(Point annotation records)
###
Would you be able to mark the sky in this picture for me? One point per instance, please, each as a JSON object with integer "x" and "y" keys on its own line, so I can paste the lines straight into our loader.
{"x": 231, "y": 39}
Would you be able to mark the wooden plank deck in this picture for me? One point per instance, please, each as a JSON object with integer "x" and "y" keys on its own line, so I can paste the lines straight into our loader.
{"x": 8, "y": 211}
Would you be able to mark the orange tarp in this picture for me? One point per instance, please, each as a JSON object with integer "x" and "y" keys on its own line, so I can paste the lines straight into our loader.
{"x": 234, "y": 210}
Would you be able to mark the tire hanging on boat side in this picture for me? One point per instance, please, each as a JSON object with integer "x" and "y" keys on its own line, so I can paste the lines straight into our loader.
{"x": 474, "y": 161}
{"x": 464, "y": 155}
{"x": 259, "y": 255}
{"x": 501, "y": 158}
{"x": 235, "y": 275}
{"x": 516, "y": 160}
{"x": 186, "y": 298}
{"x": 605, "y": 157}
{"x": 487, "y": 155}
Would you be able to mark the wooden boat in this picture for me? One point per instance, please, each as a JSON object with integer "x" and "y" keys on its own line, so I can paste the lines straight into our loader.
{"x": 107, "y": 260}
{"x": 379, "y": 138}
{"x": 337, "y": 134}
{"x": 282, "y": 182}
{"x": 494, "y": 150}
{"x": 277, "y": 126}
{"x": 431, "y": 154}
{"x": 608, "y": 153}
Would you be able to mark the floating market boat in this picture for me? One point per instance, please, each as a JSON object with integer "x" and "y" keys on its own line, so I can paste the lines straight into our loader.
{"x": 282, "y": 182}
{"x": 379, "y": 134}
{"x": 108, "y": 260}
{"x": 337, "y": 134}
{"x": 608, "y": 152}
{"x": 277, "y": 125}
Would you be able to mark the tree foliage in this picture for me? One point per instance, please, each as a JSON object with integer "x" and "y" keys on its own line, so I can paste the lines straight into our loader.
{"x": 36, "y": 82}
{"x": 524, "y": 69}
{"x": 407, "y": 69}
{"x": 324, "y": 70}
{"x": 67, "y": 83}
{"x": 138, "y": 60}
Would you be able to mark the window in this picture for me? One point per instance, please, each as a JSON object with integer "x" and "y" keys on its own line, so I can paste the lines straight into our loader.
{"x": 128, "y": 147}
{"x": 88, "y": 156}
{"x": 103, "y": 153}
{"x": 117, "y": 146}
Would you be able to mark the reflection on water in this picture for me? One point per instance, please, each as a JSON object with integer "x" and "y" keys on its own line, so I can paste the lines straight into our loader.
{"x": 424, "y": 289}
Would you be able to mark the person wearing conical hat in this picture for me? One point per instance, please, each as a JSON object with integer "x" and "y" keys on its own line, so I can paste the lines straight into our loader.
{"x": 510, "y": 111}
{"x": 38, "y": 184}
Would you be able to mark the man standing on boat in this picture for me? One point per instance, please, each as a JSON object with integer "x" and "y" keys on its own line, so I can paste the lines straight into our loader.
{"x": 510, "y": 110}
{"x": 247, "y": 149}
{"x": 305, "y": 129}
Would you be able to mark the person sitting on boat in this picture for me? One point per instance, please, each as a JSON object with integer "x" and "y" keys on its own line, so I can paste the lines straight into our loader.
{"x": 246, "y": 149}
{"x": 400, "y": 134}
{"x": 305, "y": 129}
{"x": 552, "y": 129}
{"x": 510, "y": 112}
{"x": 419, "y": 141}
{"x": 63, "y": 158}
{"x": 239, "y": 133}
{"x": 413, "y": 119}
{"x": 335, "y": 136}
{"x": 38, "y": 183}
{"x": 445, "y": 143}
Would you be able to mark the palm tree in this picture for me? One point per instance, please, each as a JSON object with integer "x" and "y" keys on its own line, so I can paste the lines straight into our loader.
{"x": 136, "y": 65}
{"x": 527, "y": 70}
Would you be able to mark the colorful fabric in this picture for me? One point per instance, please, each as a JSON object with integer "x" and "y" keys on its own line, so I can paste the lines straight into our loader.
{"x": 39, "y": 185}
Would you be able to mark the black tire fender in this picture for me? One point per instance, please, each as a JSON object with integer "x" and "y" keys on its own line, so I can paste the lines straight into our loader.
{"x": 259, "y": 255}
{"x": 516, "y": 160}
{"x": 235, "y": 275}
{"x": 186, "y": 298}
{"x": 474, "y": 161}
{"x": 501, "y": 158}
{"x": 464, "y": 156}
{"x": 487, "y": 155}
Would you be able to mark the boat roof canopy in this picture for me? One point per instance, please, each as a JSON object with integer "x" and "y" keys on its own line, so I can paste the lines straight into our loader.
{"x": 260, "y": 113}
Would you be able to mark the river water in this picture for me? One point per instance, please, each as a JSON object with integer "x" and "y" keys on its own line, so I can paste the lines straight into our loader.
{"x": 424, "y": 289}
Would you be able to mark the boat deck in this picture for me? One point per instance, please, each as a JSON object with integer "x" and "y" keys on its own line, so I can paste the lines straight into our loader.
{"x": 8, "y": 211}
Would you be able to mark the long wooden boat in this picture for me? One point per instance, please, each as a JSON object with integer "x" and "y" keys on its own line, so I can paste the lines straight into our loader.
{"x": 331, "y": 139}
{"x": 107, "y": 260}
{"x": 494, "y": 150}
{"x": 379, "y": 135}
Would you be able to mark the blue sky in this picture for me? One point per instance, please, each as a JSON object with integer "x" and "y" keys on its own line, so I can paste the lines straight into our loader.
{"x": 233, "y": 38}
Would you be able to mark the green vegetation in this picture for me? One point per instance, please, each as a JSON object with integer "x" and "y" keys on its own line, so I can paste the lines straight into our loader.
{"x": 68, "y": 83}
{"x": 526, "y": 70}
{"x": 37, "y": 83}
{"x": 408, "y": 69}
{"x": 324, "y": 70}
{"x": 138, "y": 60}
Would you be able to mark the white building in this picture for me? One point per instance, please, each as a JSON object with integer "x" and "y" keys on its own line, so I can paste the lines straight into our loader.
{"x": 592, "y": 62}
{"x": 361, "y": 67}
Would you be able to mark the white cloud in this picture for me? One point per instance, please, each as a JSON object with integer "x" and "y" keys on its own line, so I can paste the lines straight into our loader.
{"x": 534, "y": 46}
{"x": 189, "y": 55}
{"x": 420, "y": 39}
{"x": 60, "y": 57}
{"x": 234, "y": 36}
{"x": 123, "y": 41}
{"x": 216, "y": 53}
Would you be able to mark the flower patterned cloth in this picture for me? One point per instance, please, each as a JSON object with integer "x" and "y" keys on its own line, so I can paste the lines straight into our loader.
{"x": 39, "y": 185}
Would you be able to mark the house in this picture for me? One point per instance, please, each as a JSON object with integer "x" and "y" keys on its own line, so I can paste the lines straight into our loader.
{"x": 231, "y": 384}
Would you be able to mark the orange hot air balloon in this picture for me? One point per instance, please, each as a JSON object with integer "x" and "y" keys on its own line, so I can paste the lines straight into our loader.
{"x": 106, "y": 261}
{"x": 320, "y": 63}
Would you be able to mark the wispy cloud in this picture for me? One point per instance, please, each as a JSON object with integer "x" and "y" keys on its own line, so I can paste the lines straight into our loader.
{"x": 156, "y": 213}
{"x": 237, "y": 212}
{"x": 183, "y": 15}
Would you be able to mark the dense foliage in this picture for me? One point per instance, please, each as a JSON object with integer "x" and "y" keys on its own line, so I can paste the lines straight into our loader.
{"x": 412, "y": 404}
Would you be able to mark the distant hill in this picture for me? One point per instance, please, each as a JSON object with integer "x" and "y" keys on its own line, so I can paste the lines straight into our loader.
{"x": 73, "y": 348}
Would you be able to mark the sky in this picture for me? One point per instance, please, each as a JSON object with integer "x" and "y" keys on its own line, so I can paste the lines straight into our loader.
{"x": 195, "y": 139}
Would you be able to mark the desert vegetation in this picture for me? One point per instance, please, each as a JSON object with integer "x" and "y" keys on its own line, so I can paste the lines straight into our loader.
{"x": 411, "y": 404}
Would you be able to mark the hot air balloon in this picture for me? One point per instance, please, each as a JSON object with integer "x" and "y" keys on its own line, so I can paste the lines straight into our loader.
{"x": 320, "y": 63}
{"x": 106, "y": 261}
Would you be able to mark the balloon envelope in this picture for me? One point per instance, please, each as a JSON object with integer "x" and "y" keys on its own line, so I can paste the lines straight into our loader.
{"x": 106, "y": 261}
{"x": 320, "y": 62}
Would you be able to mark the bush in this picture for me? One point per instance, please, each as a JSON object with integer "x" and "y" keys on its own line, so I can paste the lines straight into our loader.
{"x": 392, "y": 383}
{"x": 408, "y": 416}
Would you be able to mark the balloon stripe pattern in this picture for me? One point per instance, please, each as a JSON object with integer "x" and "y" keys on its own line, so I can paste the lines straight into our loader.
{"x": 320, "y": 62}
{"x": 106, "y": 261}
###
-- What is required --
Reformat the records, starting at the line containing "Would you be able to mark the balloon stripe" and ending at the final line of the records, as a numbered list with any blank lines omitted.

-- Solution for this exercise --
1. Would you be able to mark the balloon stripe pattern in this picture for me? One point per instance, please, each as a JSON object with integer "x" and "y" keys on its own line, so I can paste the lines straight into our loader.
2. {"x": 320, "y": 62}
3. {"x": 106, "y": 261}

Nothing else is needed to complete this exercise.